Saturday, December 6, 2008

Tiff's Treats

I went in Tiff's treats for the first time yesterday. Its right near my house and I always see a group of students hanging out at the picnic tables at night eating cookies. Its such a tiny place, step in, order cookies, step out. And 8 people just happened to show up to buy when I did. Well, I thought there would be more cookie choices. For a place that specializes in cookies, it didn't have anything unexpected or exciting. Cookies are on the small side. The cookie part of Butterscotch chip is exactly the same as white chocolate almond, m&m, etc. Its like soft serve vanilla ice cream with different toppings instead of different flavored ice creams. Ah well, its comfort food. 


Ruud Van Empel


I found the name Ruud Van Empel written in my notes too. He is a Dutch artist born in 1958. I came across one of his pieces on the last page of Museum News magazine last spring and I remember being mesmerized by its otherworldly-ness and just beauty as image. Looking up the name again today, I found more of his work on his website, www.ruudvanempel.nl/site/  Equally surreal in the digital manipulation of photographic images. It makes me think also of what something could be.

Tuesday, December 2, 2008

random notes

"If a book comes from the heart, it will continue to reach other hearts" - Carlyle

If discovery was a color, what would it be? gold maybe? 

How to be seriously ambitious about something without being serious?

There are always more things that things can be.

"In filling the well, think magic. Think delight. Think fun. Do not think duty. Do not do what you should do - like reading a dull, but recommended critical text. Do what intrigues you, explore what interests you, think mystery, not mastery" (Cameron, The Artist's Way, 21)

This is how idea for daily practice came about. The only thing that makes sense right now is keep this sense of peace and play in process. Every time heaviness, anxiety, doubt come along be aware and empty mind. Time doesn't matter today. The best times are when I don't count time. 

"Is the plant complete when it flowers? When it goes to seed? When the seed sprouts? When everything turns to compost? The notion of completion has no basis in Wabi Sabi" (Koren, 50)

That completion insight is so interesting, true. If you just get rid of the notion that something can be completed, you relieve yourself of a lot of anxiety and pressure. And rather think of something as coming from and going towards, of connecting and continuum...

"Each of us has some area of competence no matter how small in which we feel confident - poetry is a way of treating with the rest about which we are unsure - hence the great body of the poetry of love" Carl Andres, from the exhibit "Words" in Marfa




random notes

I love this quote by Leonard Koren from his book "Undesigning the Bath":
"Discovery means that, in one way or another, the bath is 'found' or 'revealed' to the bath-maker. This is the opposite of busy-busy, hyper-goal oriented approach to creation...Hunting for mushrooms while simultaneously enjoying the sights, sounds, smells offers a good analogy. Though you never know what you're going to end up with, you have a pretty clear notion of what you don't want...While moving about, you are intent, but not obsessively so. All of your sensory and intellectual apparatus are alert and receptive, but you're not in a hurry." (76)

Source material >>
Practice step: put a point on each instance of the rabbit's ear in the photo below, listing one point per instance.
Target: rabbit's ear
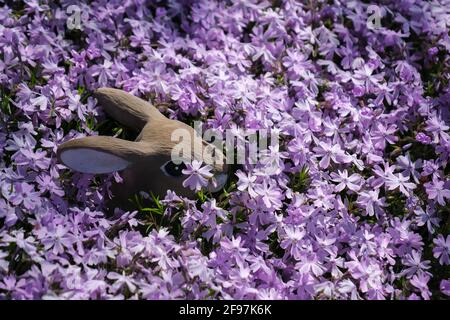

Exercise tasks >>
- a) Translate this sentence from the blog posts into Spanish: "He is a Dutch artist born in 1958."
- b) According to the blog posts, where did the writer first come across a piece by Ruud Van Empel?
- c) Continue the blog posts from the point where they stop.

Results for each task >>
- a) Es un artista neerlandés nacido en 1958.

- b) On the last page of Museum News magazine, last spring.

- c)
and this one:
"Poetry is a short-hand way of choosing intuitive insight over rational methodolgy...It is simplicity, not as the reduction of meaning, but as its consolodation...what you don't say is as important as what you do: the mysterious and the unfinished can evoke, expand, and reveal much more than the unambiguously clear." (85)

Hearing from so many sources, creation comes from
- stillness of mind
- through making
- through absorption
...not through intellect
More easily said than done, but something I have observed and am working toward

Natalie D'Arbeloff in her book "Designing with Natural Forms"
"I am suggesting that the 'what' and 'how' to do come out of the process of seeing itself, provided it is a kind of seeing which is a persistent focusing of the whole attention on only the subject for an extended period of time...opening out and relaxing of the attention...allowing it to play freely with any idea which hovers in the vicinity of the subject...receptive and inquistive frame of mind...ignore the boundaries which put limits on perception" (11)
"We do not aim to master the subject, but simply to abandon ourselves to it" (48)
"Sometimes, the profusion of unexpected links can be overwhelming and frustrating. You feel that you will never be able to cope with it all. My solution is to take from my evergrowing stock pile of reference material only those items which I can use directly: that is, those which provoke questions or ideas which I can pursue with my own methods, in my own language" (86)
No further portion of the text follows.